Exercise tasks —
A. Based on the news report on cancer rates, explain why men saw a drop in lung cancer diagnoses years before women did.
B. From the news report on cancer rates, copy the part from "Rates of lung" to "American Cancer Society." word for word.

Passage for review —
BEGIN

THURSDAY, June 3, 2004 (HealthDayNews) -- For the first time ever, lung cancer rates have begun to drop among American women.

And survival rates for many other types of cancer are improving for both men and women.

That's the encouraging news from the Annual Report to the Nation on the Status of Cancer. The report, which covers the period from 1975 to 2001, appears in the June 3 issue of Cancer.

Not all the news is positive, however. The decline in death rates was more dramatic in men than in women from 1992 to 2001. And all ethnic and racial groups -- except Asian/Pacific Islander women -- had a higher risk of dying from cancer than whites.

But health experts are encouraged by the increase in survival rates for many cancers and the decline in lung cancer rates among women.

Rates of lung cancer -- the number one cancer killer -- have declined approximately 2 percent a year among women since 1998. Men experienced a similar drop in lung-cancer diagnoses years ago -- reflecting the fact that many American women started smoking decades after men did and many men began kicking the habit years before women tried to do so.

Also, death rates from lung cancer have begun to plateau among women, remaining constant since 1995, according to the report.

"We're seeing the impact of quitting smoking among the early [women] smokers," said Brenda K. Edwards, director of the National Cancer Institute's Surveillance Research Program.

Edwards is one of several authors of the annual report, a collaboration between several different health organizations that include the National Cancer Institute (NCI) and the American Cancer Society.

While previous reports only looked at the four most common cancers, this one examines the top 15 and includes a racial/ethnic breakdown.

Overall, cancer incidence rates dropped 0.5 percent between 1991 and 2001 for men and women, while death rates declined 1.1 percent between 1993 and 2001. A higher percentage of patients are also surviving five years after their initial diagnosis, according to the study. The five-year survival rate is a significant milestone for cancer patients.

When it comes to other types of tumors, colorectal cancer rates decreased while prostate cancer rates increased, perhaps reflecting better detection methods.

"It's probably a function of the sensitivity of the PSA [prostate-specific antigen] test and picking up cancers much earlier than we were able to do in the past," said Dr. Louis Harrison, chairman of radiation oncology at Beth Israel Medical Center and St. Luke's Roosevelt Hospital Center in New York City.

Improvements in cancer rates, however, were not equally distributed. The decline in death rates was more dramatic in men (1.5 percent a year between 1993 and 2001) than in women (0.8 percent annually from 1992 to 2001).

And, all ethnic and racial groups (except Asian/Pacific Islander women) had a higher risk of dying from cancer than whites.

END

Available data —
BEGIN

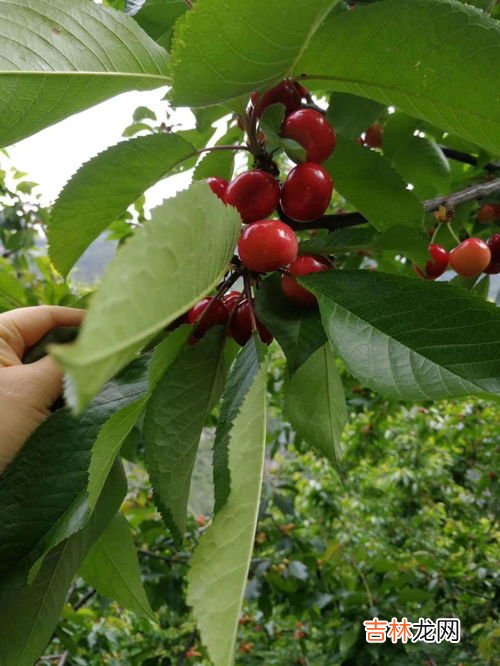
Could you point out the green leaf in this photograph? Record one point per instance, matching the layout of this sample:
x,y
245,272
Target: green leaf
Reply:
x,y
188,243
55,62
411,339
351,115
175,416
422,163
420,56
368,181
318,416
108,444
29,613
217,58
220,564
115,431
158,17
219,163
401,240
104,188
246,367
112,568
298,330
43,493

END

Results for the exercise —
A. Many American women started smoking decades after men did. Many men also began quitting years before women tried to.

B.
Rates of lung cancer -- the number one cancer killer -- have declined approximately 2 percent a year among women since 1998. Men experienced a similar drop in lung-cancer diagnoses years ago -- reflecting the fact that many American women started smoking decades after men did and many men began kicking the habit years before women tried to do so.

Also, death rates from lung cancer have begun to plateau among women, remaining constant since 1995, according to the report.

"We're seeing the impact of quitting smoking among the early [women] smokers," said Brenda K. Edwards, director of the National Cancer Institute's Surveillance Research Program.

Edwards is one of several authors of the annual report, a collaboration between several different health organizations that include the National Cancer Institute (NCI) and the American Cancer Society.